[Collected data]
------------------------------

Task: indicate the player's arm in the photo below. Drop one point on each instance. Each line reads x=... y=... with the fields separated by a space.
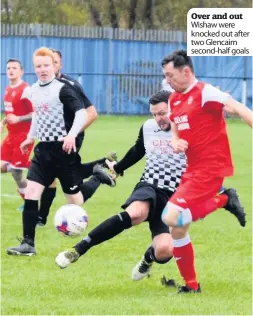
x=72 y=102
x=2 y=123
x=179 y=145
x=90 y=108
x=30 y=136
x=26 y=103
x=236 y=108
x=133 y=155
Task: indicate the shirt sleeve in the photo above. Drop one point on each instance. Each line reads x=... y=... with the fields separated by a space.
x=33 y=128
x=134 y=154
x=70 y=98
x=213 y=99
x=87 y=103
x=26 y=97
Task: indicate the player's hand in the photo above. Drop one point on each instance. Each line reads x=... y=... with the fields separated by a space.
x=69 y=143
x=179 y=145
x=12 y=119
x=24 y=146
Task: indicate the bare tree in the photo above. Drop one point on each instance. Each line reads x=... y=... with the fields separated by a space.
x=148 y=14
x=132 y=13
x=113 y=15
x=6 y=8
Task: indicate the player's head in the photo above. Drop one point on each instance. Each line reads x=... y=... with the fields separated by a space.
x=57 y=61
x=14 y=70
x=160 y=110
x=43 y=61
x=178 y=70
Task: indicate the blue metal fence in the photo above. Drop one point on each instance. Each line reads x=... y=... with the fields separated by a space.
x=119 y=75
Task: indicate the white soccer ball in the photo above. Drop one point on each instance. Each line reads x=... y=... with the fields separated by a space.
x=71 y=220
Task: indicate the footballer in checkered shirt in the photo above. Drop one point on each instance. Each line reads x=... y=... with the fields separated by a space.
x=59 y=117
x=158 y=182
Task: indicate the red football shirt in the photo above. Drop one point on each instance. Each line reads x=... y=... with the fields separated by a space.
x=199 y=117
x=16 y=102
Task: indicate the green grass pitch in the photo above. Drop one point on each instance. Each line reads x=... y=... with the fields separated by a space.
x=100 y=282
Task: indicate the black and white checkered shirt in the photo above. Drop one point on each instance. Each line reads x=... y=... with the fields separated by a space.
x=55 y=105
x=164 y=168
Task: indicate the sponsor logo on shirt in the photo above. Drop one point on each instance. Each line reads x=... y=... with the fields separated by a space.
x=190 y=100
x=182 y=122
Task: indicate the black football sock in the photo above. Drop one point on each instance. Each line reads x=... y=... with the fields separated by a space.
x=150 y=257
x=89 y=187
x=105 y=231
x=30 y=217
x=87 y=168
x=46 y=201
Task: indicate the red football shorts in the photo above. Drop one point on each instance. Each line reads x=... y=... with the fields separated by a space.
x=196 y=189
x=11 y=153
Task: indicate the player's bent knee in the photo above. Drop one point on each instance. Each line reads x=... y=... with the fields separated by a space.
x=176 y=216
x=164 y=251
x=179 y=232
x=33 y=190
x=170 y=217
x=75 y=198
x=138 y=211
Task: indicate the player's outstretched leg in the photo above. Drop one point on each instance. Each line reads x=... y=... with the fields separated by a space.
x=186 y=289
x=26 y=248
x=104 y=176
x=234 y=206
x=87 y=168
x=141 y=270
x=108 y=229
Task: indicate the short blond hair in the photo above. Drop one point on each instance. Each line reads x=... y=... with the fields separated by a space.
x=44 y=51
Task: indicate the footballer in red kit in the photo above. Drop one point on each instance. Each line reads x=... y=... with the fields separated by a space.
x=18 y=114
x=198 y=116
x=198 y=129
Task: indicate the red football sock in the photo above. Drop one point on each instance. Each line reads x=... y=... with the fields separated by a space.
x=184 y=256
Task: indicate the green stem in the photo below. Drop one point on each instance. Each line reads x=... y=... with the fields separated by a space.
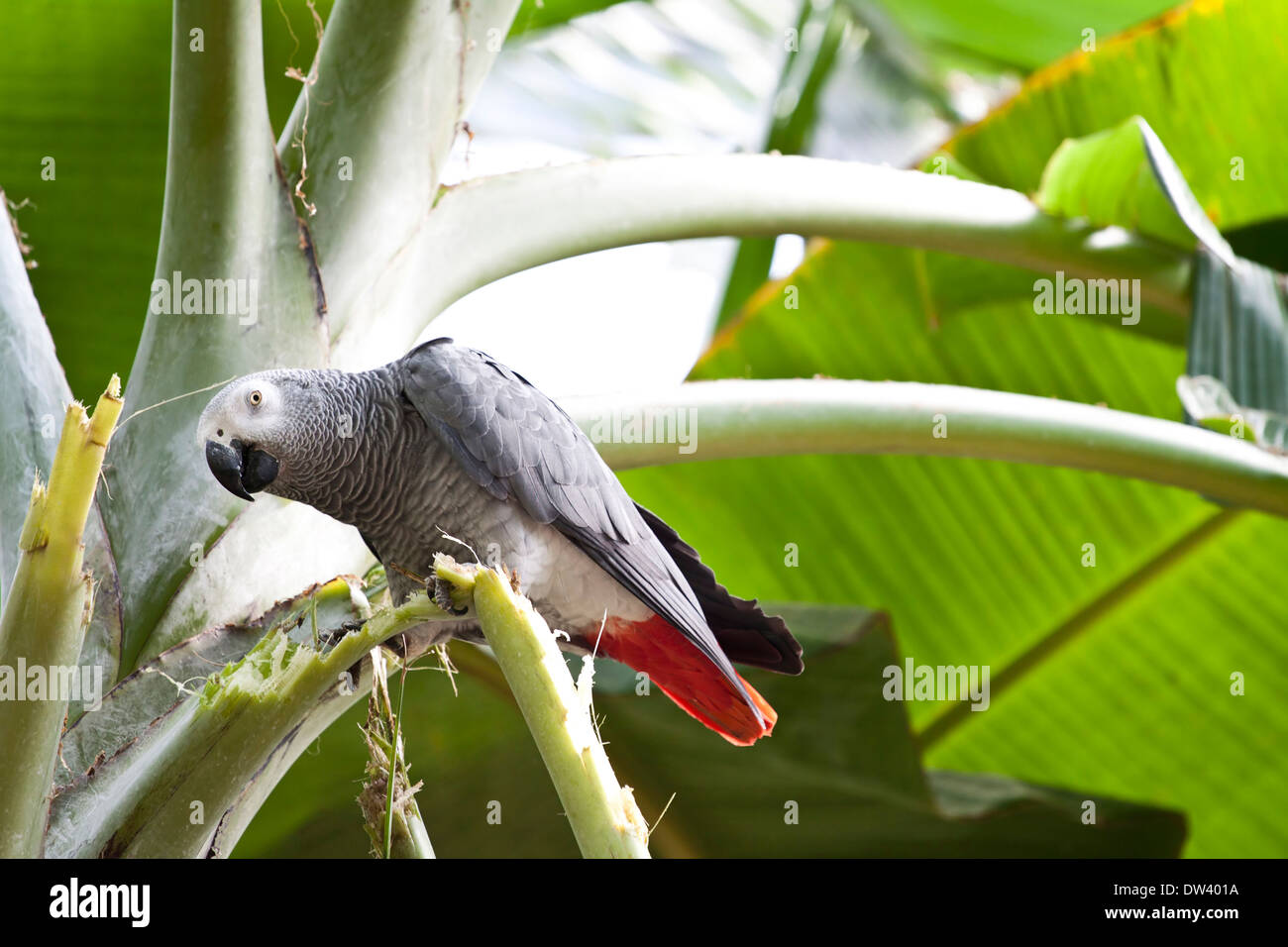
x=603 y=814
x=741 y=419
x=44 y=621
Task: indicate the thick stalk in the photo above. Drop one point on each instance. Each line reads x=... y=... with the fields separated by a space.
x=43 y=626
x=492 y=227
x=603 y=814
x=742 y=419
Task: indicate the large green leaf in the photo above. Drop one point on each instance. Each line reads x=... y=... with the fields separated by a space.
x=1186 y=75
x=842 y=761
x=98 y=110
x=987 y=564
x=1017 y=34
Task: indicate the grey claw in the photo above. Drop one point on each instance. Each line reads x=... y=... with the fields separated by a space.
x=443 y=596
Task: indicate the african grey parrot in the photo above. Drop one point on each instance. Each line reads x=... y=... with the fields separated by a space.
x=446 y=440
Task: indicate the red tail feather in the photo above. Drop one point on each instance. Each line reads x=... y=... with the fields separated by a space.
x=687 y=677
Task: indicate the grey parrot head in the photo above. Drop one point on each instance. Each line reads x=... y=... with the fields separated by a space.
x=254 y=431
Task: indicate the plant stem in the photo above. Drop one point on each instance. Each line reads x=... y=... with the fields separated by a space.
x=603 y=814
x=741 y=419
x=44 y=621
x=492 y=227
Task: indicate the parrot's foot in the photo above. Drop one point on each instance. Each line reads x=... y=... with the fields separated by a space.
x=441 y=590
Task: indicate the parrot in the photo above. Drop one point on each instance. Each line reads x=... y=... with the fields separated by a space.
x=446 y=447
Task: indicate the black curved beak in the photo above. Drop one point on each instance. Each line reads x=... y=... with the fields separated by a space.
x=241 y=471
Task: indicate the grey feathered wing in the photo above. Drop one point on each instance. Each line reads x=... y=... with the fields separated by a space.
x=519 y=445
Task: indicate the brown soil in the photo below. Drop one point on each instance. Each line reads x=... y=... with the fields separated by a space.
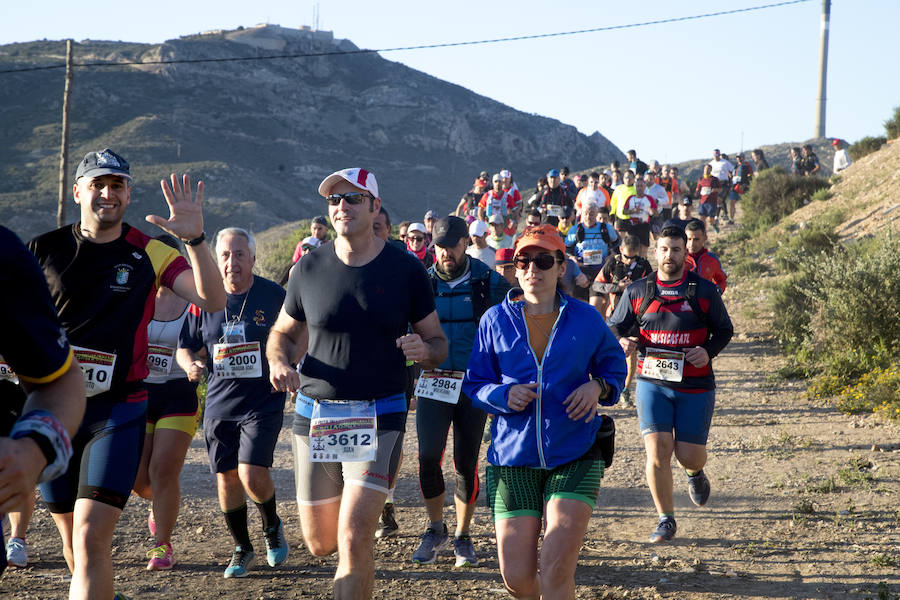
x=805 y=505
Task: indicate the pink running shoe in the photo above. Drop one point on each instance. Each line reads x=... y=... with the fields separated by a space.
x=162 y=558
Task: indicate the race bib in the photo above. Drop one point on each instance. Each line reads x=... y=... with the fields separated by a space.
x=343 y=431
x=237 y=361
x=665 y=365
x=440 y=385
x=97 y=368
x=592 y=257
x=6 y=372
x=160 y=359
x=555 y=210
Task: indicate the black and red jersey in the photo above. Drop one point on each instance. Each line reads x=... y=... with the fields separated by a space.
x=671 y=323
x=105 y=294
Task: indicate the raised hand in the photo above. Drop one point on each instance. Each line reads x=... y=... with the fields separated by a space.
x=185 y=214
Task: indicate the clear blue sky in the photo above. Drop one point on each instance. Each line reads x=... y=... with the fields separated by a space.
x=672 y=91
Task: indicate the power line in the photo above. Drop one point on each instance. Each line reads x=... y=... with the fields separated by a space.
x=420 y=47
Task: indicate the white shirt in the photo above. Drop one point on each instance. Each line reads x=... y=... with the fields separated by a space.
x=722 y=170
x=841 y=160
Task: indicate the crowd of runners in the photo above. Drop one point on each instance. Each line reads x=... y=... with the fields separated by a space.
x=514 y=321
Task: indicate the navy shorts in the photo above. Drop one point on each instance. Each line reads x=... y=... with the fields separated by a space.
x=709 y=209
x=664 y=409
x=250 y=440
x=107 y=451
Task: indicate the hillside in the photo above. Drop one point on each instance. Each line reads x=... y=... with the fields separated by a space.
x=262 y=134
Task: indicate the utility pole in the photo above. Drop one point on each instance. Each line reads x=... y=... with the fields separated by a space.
x=64 y=144
x=823 y=68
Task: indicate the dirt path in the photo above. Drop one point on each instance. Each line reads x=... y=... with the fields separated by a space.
x=805 y=504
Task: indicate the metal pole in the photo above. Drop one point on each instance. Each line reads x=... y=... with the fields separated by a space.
x=823 y=68
x=64 y=143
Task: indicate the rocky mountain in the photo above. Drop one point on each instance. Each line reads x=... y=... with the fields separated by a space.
x=261 y=133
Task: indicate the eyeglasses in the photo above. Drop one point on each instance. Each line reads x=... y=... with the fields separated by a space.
x=541 y=261
x=350 y=198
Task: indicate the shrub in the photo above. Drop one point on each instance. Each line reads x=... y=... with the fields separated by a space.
x=866 y=145
x=892 y=125
x=774 y=194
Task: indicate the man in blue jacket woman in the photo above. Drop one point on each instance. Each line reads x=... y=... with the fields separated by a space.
x=541 y=363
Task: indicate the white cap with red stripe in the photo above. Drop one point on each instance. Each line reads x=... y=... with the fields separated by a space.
x=356 y=177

------------------------------

__WORK ITEM__. Beginning at the line that holds "Task: indicate the dirt", reproduce the lines exactly up to and including the final line of the entries.

__OUTPUT FOR THIS EXERCISE__.
Task: indicate the dirt path in the photo above. Drop one point on each instance. Each line reads x=... y=... with the fields separated by a space.
x=805 y=504
Task: indicate the metal pole in the photo above. Drop one point on each instance. Each line reads x=... y=... with the fields separated by a space.
x=823 y=68
x=64 y=143
Task: indicate the rocky mountain in the photo above. Drop one point on each instance. Each line reads x=... y=... with the fields separated by a space.
x=261 y=133
Task: indicate the eyeglasses in the photo above. Drop one point on each instance. Each line reads x=... y=... with the fields separated by a space.
x=541 y=261
x=350 y=198
Task: indicate the shrub in the photo above. Drop one point on each instance. Each line reads x=... y=... with the fields separated by a space.
x=866 y=145
x=892 y=125
x=774 y=194
Task: indicate the man in blue jacket woman in the photo above. Drop one point on each instance. Each line reads x=... y=... with the fields separated by a space.
x=541 y=363
Task: indicate the white cap with red stripe in the photo above. Drop one point on each instance. Each line reads x=... y=... with the fields separated by a space.
x=356 y=177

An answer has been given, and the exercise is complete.